[START]

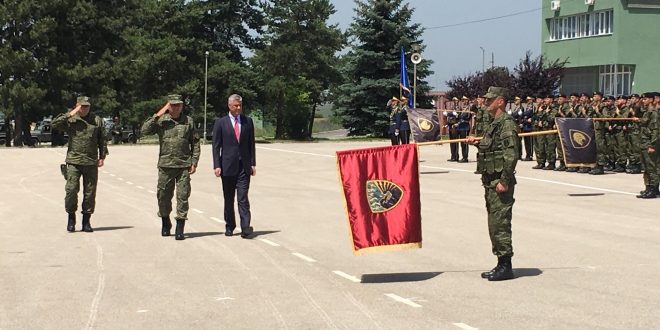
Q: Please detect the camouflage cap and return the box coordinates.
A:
[76,96,91,106]
[167,94,183,104]
[484,86,506,99]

[END]

What this task involves
Change every item so that "camouflage cap" reads "baseball cap", leaving all else as it stands. Don't include the pictures.

The output
Q: Please detect the baseball cap and return the box coordinates.
A:
[76,96,91,106]
[167,94,183,104]
[484,86,506,99]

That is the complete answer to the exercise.